Data shown

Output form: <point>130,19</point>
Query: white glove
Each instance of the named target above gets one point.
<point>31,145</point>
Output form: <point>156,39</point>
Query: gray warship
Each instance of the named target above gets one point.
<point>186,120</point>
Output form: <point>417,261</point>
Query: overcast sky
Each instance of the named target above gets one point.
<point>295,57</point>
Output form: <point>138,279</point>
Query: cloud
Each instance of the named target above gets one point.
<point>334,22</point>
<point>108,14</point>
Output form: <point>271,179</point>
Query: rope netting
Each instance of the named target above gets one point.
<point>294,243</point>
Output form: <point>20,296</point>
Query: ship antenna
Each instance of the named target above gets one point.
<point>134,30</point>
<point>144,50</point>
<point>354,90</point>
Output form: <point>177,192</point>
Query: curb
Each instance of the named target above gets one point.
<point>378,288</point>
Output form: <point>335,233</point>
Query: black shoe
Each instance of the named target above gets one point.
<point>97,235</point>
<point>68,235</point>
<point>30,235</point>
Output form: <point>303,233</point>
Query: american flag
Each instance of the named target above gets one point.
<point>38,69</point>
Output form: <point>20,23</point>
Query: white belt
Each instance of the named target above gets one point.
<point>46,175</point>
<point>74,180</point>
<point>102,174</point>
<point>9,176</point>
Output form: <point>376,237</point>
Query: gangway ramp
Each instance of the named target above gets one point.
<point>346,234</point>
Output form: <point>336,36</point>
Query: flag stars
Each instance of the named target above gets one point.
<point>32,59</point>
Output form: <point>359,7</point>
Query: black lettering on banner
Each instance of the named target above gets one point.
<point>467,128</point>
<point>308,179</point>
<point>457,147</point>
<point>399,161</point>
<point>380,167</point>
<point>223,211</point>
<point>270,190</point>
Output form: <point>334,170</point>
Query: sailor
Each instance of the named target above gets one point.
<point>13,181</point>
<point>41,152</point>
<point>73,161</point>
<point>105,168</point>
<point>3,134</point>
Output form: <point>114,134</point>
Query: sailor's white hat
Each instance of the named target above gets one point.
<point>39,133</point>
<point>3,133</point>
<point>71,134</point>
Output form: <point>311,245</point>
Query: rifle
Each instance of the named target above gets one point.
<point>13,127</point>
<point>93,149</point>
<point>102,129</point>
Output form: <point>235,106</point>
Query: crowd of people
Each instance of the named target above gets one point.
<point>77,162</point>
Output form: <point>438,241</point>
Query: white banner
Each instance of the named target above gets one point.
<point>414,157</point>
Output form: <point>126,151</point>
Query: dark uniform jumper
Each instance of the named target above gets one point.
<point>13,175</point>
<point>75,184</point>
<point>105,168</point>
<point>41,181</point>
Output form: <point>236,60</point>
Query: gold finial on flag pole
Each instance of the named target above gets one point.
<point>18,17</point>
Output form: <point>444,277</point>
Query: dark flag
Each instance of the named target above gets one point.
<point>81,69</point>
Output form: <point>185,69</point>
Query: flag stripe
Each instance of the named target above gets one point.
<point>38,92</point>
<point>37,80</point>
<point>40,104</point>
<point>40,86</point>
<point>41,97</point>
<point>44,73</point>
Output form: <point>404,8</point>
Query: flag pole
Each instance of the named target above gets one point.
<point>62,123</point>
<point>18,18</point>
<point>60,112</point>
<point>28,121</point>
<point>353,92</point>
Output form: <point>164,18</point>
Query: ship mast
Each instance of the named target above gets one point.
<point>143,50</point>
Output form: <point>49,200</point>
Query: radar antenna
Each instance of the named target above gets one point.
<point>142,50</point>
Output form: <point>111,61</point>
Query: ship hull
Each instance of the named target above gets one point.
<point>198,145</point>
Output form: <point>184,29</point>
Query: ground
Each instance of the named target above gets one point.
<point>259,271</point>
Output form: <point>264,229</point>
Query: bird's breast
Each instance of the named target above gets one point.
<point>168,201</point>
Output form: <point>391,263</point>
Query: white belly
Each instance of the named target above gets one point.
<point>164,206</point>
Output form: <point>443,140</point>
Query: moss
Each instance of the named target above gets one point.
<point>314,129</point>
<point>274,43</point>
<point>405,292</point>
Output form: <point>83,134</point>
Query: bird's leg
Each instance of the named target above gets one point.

Exercise goal
Look above for the line with "Query: gold finial on flag pole" and the line with "Query: flag stripe". Retype those two lines and every line between them exactly, adding nothing.

Response to this exercise
Query: gold finial on flag pole
Each instance of the named target above gets one point.
<point>18,17</point>
Output form: <point>444,277</point>
Query: dark flag
Each instance of the named target above gets one point.
<point>81,69</point>
Output form: <point>185,69</point>
Query: flag stripe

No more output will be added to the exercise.